>> START

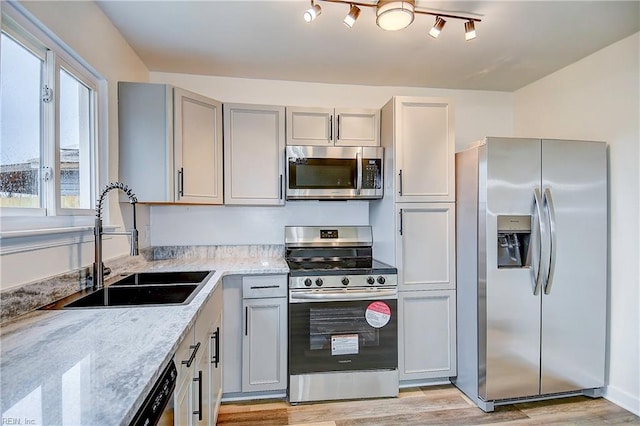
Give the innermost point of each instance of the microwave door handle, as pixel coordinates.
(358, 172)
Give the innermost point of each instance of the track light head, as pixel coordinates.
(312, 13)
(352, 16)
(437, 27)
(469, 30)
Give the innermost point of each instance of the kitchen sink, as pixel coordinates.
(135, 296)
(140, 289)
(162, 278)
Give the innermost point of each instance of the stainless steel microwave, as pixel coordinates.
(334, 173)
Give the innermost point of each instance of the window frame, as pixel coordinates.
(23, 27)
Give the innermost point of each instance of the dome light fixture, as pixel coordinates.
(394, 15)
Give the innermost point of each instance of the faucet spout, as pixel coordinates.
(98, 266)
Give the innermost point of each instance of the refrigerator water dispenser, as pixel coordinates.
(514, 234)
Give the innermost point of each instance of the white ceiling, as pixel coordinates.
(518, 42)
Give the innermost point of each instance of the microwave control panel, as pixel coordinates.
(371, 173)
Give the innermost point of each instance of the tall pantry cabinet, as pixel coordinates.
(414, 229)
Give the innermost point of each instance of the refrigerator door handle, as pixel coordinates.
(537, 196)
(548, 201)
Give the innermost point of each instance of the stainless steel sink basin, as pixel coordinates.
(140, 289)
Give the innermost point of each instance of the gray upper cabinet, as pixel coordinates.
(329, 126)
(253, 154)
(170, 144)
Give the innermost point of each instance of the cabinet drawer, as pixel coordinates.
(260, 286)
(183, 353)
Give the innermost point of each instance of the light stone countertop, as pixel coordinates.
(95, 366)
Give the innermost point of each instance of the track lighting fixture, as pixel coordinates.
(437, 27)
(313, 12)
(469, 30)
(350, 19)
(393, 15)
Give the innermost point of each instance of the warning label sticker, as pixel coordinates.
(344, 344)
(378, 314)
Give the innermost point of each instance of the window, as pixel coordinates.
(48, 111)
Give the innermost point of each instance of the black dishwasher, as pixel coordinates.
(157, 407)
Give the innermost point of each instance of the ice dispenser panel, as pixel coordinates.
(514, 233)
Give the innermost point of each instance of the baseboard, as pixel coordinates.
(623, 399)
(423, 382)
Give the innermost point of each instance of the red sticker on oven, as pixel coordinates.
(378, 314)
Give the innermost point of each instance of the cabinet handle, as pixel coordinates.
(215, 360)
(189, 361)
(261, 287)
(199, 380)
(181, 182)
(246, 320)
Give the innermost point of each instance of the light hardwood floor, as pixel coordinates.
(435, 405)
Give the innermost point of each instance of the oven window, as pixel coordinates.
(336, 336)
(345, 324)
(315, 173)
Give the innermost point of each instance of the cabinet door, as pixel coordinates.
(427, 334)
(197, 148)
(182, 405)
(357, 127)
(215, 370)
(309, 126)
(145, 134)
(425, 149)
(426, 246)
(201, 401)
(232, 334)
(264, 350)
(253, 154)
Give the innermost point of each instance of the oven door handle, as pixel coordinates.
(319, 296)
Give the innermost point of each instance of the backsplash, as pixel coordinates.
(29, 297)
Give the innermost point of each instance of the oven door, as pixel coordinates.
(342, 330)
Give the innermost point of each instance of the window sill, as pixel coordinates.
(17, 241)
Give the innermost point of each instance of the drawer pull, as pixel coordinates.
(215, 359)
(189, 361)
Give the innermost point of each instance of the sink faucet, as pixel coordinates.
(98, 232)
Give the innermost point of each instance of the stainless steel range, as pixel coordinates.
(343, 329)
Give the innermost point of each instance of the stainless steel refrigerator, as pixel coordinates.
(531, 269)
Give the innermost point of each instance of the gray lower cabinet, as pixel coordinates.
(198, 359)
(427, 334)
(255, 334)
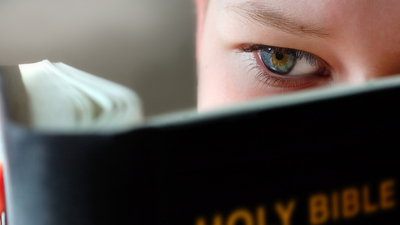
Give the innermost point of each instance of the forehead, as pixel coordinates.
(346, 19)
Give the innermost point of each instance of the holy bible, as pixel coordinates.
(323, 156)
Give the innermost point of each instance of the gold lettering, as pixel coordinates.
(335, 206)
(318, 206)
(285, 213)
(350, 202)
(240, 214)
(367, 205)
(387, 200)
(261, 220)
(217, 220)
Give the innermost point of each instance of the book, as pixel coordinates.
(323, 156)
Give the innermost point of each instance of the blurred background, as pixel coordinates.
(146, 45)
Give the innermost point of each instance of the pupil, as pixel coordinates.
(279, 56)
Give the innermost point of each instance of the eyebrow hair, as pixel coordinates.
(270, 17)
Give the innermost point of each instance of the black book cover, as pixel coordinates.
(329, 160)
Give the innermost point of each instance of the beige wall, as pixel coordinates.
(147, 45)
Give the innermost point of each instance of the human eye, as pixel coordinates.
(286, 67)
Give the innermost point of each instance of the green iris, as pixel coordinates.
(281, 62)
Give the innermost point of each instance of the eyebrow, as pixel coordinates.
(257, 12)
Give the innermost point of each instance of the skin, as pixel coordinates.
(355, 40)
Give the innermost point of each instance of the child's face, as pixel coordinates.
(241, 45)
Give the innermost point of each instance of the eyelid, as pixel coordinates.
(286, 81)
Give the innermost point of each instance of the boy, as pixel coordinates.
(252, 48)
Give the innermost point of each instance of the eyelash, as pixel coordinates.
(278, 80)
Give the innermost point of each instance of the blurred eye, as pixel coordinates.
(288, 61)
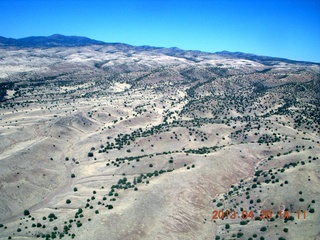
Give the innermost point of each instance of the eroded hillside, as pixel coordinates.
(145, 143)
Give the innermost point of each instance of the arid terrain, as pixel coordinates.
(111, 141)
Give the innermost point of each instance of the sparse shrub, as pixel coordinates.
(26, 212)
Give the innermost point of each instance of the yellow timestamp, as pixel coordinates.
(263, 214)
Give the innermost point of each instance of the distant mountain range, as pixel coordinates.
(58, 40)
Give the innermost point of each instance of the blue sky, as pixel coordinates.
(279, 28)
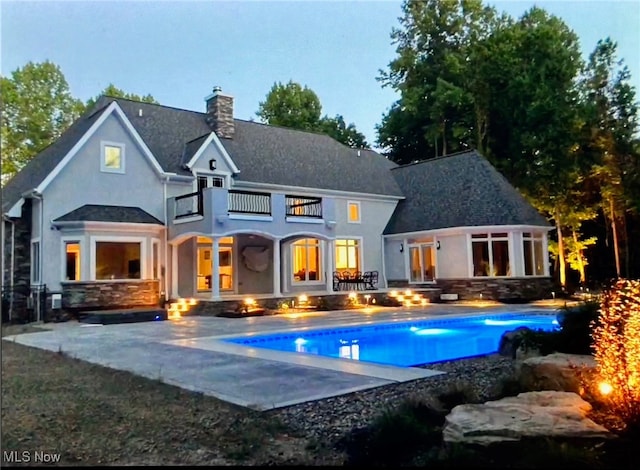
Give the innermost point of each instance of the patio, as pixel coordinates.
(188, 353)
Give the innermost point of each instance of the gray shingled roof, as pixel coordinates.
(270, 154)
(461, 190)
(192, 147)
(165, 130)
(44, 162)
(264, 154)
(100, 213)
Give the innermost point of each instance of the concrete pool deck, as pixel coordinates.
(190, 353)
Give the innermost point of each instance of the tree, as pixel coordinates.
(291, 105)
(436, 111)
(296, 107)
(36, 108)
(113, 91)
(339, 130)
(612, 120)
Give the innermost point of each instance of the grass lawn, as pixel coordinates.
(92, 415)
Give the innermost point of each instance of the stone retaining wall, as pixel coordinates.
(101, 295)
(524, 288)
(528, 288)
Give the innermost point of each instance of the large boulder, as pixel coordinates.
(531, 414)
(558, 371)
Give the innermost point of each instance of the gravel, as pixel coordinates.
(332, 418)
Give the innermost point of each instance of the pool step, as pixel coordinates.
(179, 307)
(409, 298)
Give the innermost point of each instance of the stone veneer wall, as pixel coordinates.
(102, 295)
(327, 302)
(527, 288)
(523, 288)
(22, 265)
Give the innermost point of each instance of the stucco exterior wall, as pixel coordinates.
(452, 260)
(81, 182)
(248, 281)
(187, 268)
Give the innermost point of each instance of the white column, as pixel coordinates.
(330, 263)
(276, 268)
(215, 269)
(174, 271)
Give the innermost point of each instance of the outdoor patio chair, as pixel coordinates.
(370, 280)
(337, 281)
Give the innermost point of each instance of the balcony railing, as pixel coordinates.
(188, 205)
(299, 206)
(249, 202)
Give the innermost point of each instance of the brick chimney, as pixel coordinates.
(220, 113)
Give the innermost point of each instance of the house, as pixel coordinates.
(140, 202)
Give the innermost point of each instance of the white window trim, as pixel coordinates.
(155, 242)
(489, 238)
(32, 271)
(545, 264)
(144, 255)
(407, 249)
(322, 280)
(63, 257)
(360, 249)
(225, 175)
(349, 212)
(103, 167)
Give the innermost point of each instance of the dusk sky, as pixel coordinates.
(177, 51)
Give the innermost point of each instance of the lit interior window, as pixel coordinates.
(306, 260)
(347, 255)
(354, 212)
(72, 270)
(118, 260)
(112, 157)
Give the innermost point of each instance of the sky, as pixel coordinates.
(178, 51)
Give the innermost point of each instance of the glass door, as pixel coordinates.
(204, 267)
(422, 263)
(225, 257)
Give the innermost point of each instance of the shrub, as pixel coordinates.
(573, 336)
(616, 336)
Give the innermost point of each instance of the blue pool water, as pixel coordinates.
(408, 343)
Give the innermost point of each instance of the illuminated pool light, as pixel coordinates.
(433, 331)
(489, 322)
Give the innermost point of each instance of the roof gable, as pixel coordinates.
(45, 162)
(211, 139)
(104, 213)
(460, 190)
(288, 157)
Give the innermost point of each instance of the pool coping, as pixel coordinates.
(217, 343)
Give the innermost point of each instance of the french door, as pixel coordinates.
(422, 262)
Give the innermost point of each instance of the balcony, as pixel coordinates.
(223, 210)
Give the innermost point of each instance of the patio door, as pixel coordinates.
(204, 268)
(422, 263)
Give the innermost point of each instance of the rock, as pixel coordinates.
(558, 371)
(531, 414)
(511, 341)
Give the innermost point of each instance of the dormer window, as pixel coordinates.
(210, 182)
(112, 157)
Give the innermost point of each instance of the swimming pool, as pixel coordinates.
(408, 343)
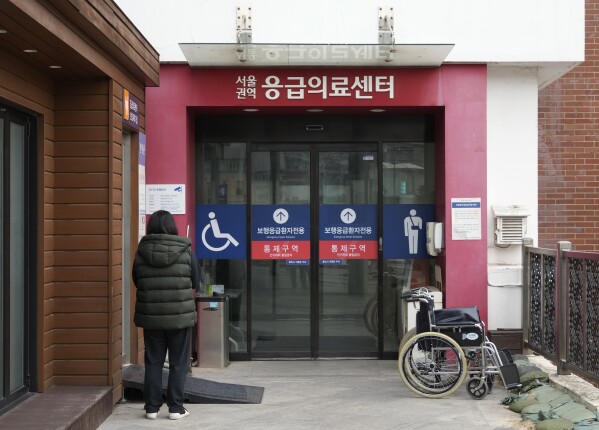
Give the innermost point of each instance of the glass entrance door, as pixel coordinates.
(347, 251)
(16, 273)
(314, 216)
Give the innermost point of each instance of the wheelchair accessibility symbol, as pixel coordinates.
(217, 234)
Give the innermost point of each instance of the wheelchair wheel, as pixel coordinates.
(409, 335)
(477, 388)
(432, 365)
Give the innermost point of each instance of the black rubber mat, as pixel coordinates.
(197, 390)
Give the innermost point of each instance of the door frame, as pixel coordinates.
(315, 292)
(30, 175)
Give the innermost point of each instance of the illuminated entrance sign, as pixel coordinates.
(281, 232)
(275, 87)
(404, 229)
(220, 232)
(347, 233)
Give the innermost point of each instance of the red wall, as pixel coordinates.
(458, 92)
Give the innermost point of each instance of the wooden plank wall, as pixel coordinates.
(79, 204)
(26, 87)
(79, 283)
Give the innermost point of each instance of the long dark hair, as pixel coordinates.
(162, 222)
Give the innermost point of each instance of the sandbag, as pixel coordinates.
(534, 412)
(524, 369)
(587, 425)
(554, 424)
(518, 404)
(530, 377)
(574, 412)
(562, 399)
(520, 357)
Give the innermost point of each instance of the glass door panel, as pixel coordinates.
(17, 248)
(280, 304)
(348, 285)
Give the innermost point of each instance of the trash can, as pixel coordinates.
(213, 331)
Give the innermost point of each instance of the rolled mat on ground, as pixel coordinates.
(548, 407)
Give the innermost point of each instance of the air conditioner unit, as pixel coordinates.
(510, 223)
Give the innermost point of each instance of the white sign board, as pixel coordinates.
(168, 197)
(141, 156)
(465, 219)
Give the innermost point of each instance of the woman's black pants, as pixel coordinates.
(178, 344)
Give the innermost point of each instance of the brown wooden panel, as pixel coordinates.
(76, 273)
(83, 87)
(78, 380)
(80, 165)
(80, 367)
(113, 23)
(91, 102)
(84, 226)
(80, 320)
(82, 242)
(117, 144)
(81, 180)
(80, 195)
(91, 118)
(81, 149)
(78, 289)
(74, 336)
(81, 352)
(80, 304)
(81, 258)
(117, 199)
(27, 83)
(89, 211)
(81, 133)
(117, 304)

>> END

* **EXERCISE AIM**: From the line containing "Give the innermost point of each instance of the white sign" through the closing line of the material above, return every line exactly and omit all others.

* **ANSWER BELOW**:
Give the innermost point of each instance of the white sign board, as pixel coordinates.
(168, 197)
(141, 156)
(465, 219)
Give the innermost point of each instance of the woman's black pants, as pixel coordinates.
(178, 344)
Give the innermost point of each instance of the brown wooden panel, as pixel coordinates.
(76, 273)
(83, 87)
(78, 380)
(80, 165)
(80, 367)
(113, 23)
(91, 102)
(84, 226)
(80, 320)
(82, 242)
(117, 144)
(81, 180)
(80, 195)
(91, 118)
(81, 149)
(78, 289)
(74, 336)
(81, 352)
(80, 304)
(81, 258)
(117, 199)
(27, 83)
(89, 211)
(81, 133)
(117, 304)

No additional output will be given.